### The request
Only the lines from the one with "Practice step: find every instance of the wood plank" onward are wanted, through the last line of the entries, set down exactly.

========

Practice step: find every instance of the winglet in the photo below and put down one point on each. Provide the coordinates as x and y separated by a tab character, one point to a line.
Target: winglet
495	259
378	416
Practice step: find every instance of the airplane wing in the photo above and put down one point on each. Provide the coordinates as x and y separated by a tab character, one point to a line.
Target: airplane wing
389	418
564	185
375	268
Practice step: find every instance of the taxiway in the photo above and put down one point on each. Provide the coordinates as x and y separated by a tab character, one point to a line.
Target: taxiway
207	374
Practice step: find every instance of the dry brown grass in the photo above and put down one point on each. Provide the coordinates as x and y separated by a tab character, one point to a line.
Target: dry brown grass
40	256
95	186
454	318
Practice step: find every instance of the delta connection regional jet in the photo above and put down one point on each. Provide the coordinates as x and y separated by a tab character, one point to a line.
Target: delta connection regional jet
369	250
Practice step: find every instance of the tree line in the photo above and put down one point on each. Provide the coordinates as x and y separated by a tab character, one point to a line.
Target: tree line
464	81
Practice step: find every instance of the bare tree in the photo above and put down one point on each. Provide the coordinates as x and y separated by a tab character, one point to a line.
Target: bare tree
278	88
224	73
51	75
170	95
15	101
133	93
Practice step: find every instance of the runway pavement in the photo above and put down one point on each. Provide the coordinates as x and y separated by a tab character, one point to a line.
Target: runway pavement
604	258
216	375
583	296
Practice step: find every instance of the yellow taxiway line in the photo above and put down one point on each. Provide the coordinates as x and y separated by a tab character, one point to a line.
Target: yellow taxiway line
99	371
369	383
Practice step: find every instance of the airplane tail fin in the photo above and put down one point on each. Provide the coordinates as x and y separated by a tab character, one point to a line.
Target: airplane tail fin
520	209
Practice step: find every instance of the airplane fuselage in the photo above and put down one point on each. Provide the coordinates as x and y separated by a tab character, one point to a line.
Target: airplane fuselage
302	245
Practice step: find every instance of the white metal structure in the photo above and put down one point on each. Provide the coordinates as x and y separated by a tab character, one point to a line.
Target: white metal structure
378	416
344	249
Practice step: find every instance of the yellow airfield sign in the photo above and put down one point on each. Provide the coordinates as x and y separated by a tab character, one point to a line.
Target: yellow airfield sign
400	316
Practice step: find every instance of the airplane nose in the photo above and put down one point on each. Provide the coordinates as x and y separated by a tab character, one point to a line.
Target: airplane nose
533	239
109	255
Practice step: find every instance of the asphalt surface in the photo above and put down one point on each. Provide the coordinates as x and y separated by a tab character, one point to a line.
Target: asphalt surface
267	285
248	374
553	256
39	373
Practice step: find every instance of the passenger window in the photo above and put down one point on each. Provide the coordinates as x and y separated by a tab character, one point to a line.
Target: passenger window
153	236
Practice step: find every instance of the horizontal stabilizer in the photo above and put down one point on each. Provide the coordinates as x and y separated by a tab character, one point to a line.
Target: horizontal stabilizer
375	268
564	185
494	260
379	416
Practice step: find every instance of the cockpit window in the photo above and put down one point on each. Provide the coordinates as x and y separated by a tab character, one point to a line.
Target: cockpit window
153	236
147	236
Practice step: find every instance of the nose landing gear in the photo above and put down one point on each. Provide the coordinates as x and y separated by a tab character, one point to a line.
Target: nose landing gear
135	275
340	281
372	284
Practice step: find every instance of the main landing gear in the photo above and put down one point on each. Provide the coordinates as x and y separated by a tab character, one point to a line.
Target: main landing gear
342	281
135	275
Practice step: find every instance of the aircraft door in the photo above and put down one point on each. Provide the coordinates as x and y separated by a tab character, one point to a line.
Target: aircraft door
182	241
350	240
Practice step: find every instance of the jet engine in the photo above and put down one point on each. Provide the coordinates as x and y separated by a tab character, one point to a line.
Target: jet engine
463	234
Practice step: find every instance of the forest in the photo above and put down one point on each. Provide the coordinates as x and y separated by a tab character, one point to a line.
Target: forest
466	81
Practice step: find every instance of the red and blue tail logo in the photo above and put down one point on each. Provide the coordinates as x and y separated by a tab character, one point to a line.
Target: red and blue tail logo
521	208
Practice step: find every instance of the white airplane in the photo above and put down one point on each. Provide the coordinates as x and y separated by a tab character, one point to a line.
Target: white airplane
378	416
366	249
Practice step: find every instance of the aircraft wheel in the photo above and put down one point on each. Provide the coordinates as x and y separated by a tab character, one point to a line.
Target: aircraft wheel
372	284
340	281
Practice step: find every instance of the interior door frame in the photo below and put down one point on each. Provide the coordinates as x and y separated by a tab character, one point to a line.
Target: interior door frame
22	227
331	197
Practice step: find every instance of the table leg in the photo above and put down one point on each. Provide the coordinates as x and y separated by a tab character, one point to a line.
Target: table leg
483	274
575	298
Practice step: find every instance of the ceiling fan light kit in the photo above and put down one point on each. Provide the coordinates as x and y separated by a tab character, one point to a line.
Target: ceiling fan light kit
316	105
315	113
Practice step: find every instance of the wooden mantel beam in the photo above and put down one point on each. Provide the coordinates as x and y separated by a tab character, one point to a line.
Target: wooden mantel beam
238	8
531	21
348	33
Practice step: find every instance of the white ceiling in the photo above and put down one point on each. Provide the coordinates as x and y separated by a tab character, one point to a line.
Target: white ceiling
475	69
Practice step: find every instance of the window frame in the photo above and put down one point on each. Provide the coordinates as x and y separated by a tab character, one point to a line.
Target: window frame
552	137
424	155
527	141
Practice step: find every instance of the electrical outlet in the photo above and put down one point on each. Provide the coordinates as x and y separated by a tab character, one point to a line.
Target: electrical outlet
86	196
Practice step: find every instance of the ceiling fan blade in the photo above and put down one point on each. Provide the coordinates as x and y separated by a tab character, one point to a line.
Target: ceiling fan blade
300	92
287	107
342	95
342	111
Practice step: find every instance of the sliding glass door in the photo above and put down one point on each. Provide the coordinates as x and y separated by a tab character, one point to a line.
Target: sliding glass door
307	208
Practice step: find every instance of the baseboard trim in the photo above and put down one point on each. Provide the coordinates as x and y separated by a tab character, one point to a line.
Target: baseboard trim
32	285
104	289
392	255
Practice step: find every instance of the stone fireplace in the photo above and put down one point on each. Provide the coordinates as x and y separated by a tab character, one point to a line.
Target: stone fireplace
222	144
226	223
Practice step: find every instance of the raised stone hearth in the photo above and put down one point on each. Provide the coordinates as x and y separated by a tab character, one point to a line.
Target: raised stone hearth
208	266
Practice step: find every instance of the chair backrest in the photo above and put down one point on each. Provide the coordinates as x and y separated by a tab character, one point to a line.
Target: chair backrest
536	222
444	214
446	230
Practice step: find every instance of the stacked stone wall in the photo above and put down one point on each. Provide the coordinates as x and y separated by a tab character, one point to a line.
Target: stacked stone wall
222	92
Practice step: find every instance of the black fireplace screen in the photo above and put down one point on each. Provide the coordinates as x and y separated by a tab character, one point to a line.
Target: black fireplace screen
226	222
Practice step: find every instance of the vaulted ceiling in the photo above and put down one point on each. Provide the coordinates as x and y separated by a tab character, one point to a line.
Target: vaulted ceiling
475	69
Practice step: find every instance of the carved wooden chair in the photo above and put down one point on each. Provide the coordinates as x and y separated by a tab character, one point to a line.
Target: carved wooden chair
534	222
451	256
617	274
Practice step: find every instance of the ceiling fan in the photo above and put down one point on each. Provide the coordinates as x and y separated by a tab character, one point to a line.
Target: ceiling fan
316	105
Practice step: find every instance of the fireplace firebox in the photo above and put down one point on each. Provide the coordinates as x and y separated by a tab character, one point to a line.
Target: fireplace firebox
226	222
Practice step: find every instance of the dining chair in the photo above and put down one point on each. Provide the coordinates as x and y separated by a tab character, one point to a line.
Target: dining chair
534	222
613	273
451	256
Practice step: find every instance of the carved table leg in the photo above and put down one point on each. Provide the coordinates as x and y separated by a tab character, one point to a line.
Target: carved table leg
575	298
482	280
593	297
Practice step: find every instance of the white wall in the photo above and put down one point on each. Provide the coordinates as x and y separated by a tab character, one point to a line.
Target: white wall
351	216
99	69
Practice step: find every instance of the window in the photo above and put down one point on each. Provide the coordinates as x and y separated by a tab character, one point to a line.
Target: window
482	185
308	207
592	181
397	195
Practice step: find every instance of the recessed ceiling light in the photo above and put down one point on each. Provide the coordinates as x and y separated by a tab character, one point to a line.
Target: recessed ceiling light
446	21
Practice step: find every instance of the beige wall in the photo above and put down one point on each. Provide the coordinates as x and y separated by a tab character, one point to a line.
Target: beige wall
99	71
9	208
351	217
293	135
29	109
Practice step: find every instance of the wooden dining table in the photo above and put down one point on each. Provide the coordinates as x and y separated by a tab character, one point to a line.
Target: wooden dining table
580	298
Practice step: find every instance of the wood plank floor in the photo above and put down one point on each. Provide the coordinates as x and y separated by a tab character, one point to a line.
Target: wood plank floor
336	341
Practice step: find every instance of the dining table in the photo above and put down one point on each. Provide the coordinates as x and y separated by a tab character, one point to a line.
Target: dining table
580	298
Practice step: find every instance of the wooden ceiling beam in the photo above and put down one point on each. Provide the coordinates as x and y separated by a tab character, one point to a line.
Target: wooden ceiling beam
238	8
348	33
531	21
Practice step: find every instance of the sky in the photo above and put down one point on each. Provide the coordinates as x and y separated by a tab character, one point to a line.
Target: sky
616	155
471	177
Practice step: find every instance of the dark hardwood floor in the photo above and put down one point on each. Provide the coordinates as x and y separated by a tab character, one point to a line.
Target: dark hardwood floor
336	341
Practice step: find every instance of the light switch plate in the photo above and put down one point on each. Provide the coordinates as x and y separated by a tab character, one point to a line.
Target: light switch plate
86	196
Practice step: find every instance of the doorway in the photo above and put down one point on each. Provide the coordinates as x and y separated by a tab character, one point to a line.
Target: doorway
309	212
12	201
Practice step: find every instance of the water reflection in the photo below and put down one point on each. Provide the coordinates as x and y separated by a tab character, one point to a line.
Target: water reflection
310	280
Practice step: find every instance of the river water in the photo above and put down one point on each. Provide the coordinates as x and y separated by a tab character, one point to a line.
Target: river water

========

### Answer to the exercise
Practice step: find every instance of the wood plank floor in the photo above and put down one point on each. Provide the coordinates as x and y separated by a tab character, one point to a line.
Target: wood plank floor
336	341
Practice step: find every instance of the dining table in the photo above and put down one point on each. Provide the coordinates as x and y separated by a tab character, one point to a line.
Target: dining table
580	298
Practice step: find every instance of the wooden ceiling beam in the photo above and put down one point on each. Provide the coordinates as x and y separated by a tab character, one point to a line.
Target: wooden ceiling beam
238	8
348	33
531	21
Practice step: find every instance of the sky in the photo above and put down one point on each. Provide the coordinates as x and y separated by a tab character, one point to a line.
Target: sky
616	155
471	177
Practice step: find every instance of the dark hardwood floor in the photo above and put down one point on each. Provide the coordinates as x and y separated by a tab character, one point to a line.
Target: dark hardwood floor
336	341
Practice step: find every instance of the light switch plate in the photo above and put down one point on each. Provide the coordinates as x and y separated by a tab character, one point to a line.
Target: light switch plate
86	196
Practice step: find every instance of the doorway in the photo above and put down one point on each. Provide the coordinates as x and y separated by a tab character, one point to a line.
Target: doorway
309	212
12	201
Practice step: find every instance of the water reflection in the photo below and put down one point on each. Provide the coordinates as x and y separated by a tab character, one point to a line.
Target: water reflection
310	280
Practice step: find every instance of the river water in the photo above and put down one point on each. Provide the coordinates as x and y separated by a tab character, one point to a line.
Target: river water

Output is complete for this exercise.